━━ Gezeigter Text ━━
Deutschland gedenkt der Opfer rechtsextremer Gewalt

"Jeder einzelne von uns ist gefordert"

Mit bundesweiten Gedenkminuten ist in vielen deutschen Städten der Opfer der Neonazi-Mordserie gedacht worden. Angehörige der Ermordeten riefen bei der zentralen Gedenkfeier für die Opfer rechter Gewalt zum gemeinsamen Eintreten gegen Fremdenfeindlichkeit auf. "Die Politik, die Justiz, jeder einzelne von uns ist gefordert", sagte Semiya Simsek, deren Vater im Jahr 2000 in Nürnberg von der Zwickauer Terrorzelle getötet worden war.

 (DR)

Das Berliner Konzerthaus am Gendarmenmarkt ist halbdunkel gehalten, als Bundeskanzlerin Angela Merkel (CDU) am Donnerstag bei der Gedenkfeier für die Opfer des Rechtsterrors ans Podium tritt. Im maßvollen Licht der großen Kronleuchter klingen ihre Worte umso deutlicher: Es sei "besonders beklemmend", dass die Angehörigen teils jahrelang unter falschen Verdächtigungen der Sicherheitsbehörden leiden mussten, sagt Merkel: "Dafür bitte ich um Verzeihung."



Die Jahre vor der Aufklärung müssten ein "nicht enden wollender Alptraum" gewesen sein, ergänzt sie vor den rund 1.200 Gästen der Veranstaltung, unter denen sich auch rund 80 Angehörige der Gewaltopfer befinden. Niemand könne die Jahre zurückbringen oder Schmerz, Zorn und Zweifel ungeschehen machen. Mit der Gedenkfeier solle aber auch gezeigt werden, dass die Angehörigen nicht länger allein mit ihrer Trauer dastehen.



Kirchen rufen zum Gebet für die Mordopfer rechtsextremer Gewalt Familien auf

Rechtsextremes Denken und Handeln seien mit dem christlichen Glauben unvereinbar, erklären der Ratsvorsitzende der Evangelischen Kirche in Deutschland (EKD), Nikolaus Schneider, und der Vorsitzende der katholischen Deutschen Bischofskonferenz, Robert Zollitsch, kurz vor der zentralen Gedenkfeier. "Wer die Würde und das Recht von Menschen missachtet, wer andere Menschen hasst, verletzt oder gar ermordet, der handelt gegen den Willen Gottes", heißt es in dem gemeinsamen Text.
━━━
### Kurze Aufgabe 1
Schreib aus dem Text über das Gedenken an die Opfer rechtsextremer Gewalt den Abschnitt von „Die Jahre vor“ bis „ihrer Trauer dastehen.“ wortgetreu ab.
━━ Bereitgestellte Zeilen ━━
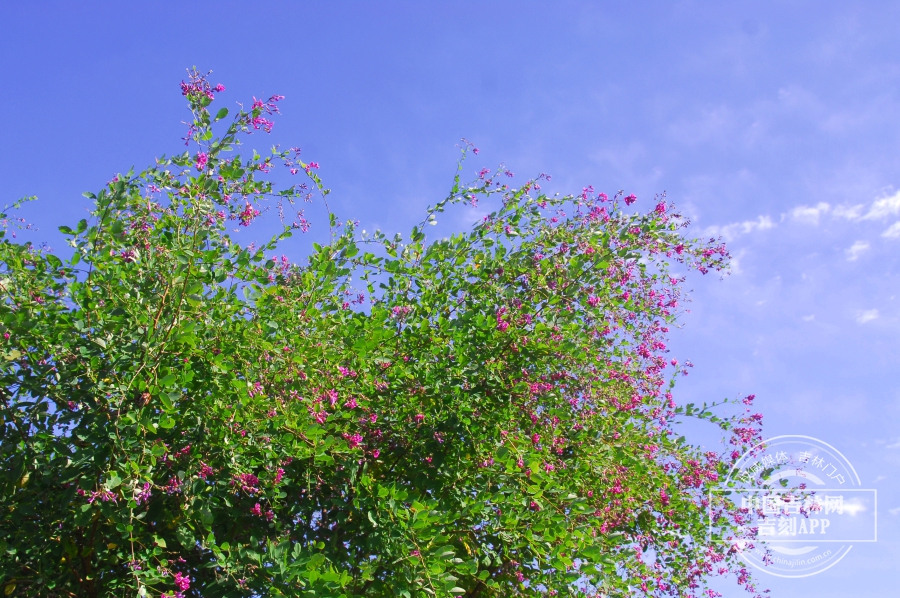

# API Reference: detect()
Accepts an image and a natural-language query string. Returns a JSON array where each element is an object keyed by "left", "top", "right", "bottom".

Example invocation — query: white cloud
[
  {"left": 791, "top": 202, "right": 831, "bottom": 226},
  {"left": 844, "top": 241, "right": 871, "bottom": 262},
  {"left": 863, "top": 191, "right": 900, "bottom": 220},
  {"left": 704, "top": 216, "right": 775, "bottom": 241},
  {"left": 831, "top": 203, "right": 866, "bottom": 220},
  {"left": 856, "top": 309, "right": 878, "bottom": 324},
  {"left": 844, "top": 498, "right": 866, "bottom": 517},
  {"left": 881, "top": 221, "right": 900, "bottom": 239}
]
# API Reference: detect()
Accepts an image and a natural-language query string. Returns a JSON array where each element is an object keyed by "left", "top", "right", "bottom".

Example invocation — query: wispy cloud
[
  {"left": 844, "top": 241, "right": 871, "bottom": 262},
  {"left": 856, "top": 309, "right": 878, "bottom": 324},
  {"left": 704, "top": 216, "right": 775, "bottom": 241},
  {"left": 881, "top": 222, "right": 900, "bottom": 239},
  {"left": 862, "top": 191, "right": 900, "bottom": 220},
  {"left": 791, "top": 202, "right": 831, "bottom": 226}
]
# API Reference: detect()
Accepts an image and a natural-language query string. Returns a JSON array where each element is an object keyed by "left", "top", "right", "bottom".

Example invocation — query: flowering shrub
[{"left": 0, "top": 72, "right": 758, "bottom": 598}]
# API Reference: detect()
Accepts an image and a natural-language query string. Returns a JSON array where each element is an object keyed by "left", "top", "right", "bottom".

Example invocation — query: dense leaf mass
[{"left": 0, "top": 72, "right": 758, "bottom": 598}]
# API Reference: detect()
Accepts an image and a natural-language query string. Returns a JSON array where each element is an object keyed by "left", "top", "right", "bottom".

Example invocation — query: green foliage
[{"left": 0, "top": 68, "right": 760, "bottom": 598}]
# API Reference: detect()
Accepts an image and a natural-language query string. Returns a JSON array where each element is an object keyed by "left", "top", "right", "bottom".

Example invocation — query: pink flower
[{"left": 175, "top": 573, "right": 191, "bottom": 590}]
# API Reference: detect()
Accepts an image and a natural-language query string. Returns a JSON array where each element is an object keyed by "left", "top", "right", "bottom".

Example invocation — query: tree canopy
[{"left": 0, "top": 71, "right": 759, "bottom": 598}]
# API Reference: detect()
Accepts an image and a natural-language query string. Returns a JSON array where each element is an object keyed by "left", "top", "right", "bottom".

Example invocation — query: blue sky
[{"left": 0, "top": 0, "right": 900, "bottom": 597}]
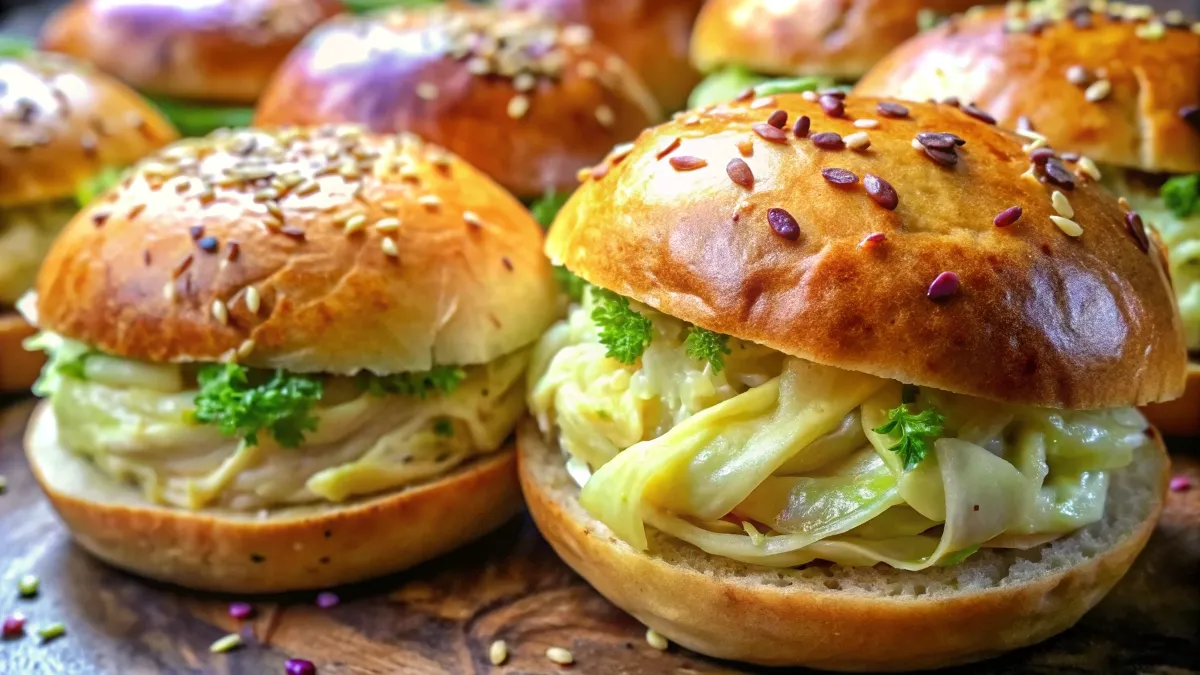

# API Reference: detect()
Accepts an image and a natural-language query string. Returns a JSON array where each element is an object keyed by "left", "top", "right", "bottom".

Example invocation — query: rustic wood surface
[{"left": 0, "top": 400, "right": 1200, "bottom": 675}]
━━━
### Kurze Aufgabe 2
Gib aus den Zeilen oben jede zurück, in der die Zeichenfolge „cloud“ vorkommt. Dabei zählt die Groß- und Kleinschreibung.

### Lösung 1
Die Jahre vor der Aufklärung müssten ein "nicht enden wollender Alptraum" gewesen sein, ergänzt sie vor den rund 1.200 Gästen der Veranstaltung, unter denen sich auch rund 80 Angehörige der Gewaltopfer befinden. Niemand könne die Jahre zurückbringen oder Schmerz, Zorn und Zweifel ungeschehen machen. Mit der Gedenkfeier solle aber auch gezeigt werden, dass die Angehörigen nicht länger allein mit ihrer Trauer dastehen.

### Lösung 2
Example invocation — query: white cloud
Example invocation — query: wispy cloud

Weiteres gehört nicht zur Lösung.